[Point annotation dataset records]
+---+

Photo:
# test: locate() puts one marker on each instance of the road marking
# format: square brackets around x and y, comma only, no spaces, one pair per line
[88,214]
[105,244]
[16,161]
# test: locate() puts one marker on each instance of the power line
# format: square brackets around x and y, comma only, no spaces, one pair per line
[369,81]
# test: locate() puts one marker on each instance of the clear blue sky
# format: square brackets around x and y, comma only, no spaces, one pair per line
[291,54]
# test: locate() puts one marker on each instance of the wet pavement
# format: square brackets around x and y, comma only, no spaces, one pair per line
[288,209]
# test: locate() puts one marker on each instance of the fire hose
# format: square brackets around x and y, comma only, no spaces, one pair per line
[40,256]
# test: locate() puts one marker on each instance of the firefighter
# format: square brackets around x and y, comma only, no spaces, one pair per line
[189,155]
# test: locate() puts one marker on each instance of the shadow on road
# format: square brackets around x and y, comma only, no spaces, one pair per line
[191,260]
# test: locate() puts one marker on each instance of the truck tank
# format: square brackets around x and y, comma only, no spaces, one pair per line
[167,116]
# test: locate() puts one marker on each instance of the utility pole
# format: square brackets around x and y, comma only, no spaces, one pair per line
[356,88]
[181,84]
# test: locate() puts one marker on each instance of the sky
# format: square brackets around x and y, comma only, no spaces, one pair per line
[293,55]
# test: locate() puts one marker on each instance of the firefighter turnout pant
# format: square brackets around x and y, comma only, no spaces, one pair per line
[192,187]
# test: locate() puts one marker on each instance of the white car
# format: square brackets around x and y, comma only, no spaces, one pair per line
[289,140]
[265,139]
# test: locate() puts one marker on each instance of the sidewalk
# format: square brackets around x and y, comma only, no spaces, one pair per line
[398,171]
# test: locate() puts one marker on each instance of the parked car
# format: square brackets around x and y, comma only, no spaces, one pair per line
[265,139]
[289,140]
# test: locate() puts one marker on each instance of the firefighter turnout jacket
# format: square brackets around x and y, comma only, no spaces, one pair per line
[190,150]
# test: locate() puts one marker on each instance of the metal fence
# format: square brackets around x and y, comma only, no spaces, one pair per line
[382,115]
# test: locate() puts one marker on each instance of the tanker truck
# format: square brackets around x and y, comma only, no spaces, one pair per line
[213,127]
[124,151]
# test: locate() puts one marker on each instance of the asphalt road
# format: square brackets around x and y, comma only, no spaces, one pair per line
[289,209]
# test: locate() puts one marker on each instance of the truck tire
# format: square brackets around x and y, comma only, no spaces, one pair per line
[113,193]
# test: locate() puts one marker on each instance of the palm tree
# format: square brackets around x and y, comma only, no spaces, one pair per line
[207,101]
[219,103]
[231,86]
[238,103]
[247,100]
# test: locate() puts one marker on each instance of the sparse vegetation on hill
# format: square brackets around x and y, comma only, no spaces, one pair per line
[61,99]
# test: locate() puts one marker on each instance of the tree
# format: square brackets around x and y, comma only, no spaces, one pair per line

+---+

Nothing but the lines from the one with "the parked car" through the end of the data above should be repeated, each exactly as it stands.

◆ **Solution**
# test: locate() puts one marker on each instance of the parked car
# format: square brackets around x and y, comma only, no spaces, one pair per line
[265,139]
[289,140]
# test: locate() puts one marker on each instance of the firefighter turnout jacket
# format: square brackets around x and y, comma only, no spaces, one pair per line
[190,150]
# test: locate() puts one marker on each instance of the metal fence
# format: square brackets around x and y, comma only, no spaces, one pair per line
[382,115]
# test: locate() puts one marker on each instance of the tanker truck
# format: square brackets around x and y, comma only, no spaces, one pair per line
[213,127]
[124,151]
# test: locate() puts one marker on each instance of the asphalt road
# format: square brackets around x and y, comma only, no spaces, one pair per line
[289,209]
# test: locate() puts one marker on each instance of the truck tire
# format: square brackets around x and y, comma only, no spaces, one pair per line
[113,193]
# test: locate() puts one marker on each instance of the palm tree
# format: square brackets around x and y, comma only, no spaces, one pair per line
[207,101]
[219,103]
[231,86]
[238,103]
[247,100]
# test: locate() puts one marker on each instance of the sparse vegetation on hill
# format: square brackets around x and y, comma only, no spaces, one pair per line
[61,99]
# test: locate() puts one marker on each instance of the tree
# format: square brackets around x and y, comma only, no spaces, one pair per line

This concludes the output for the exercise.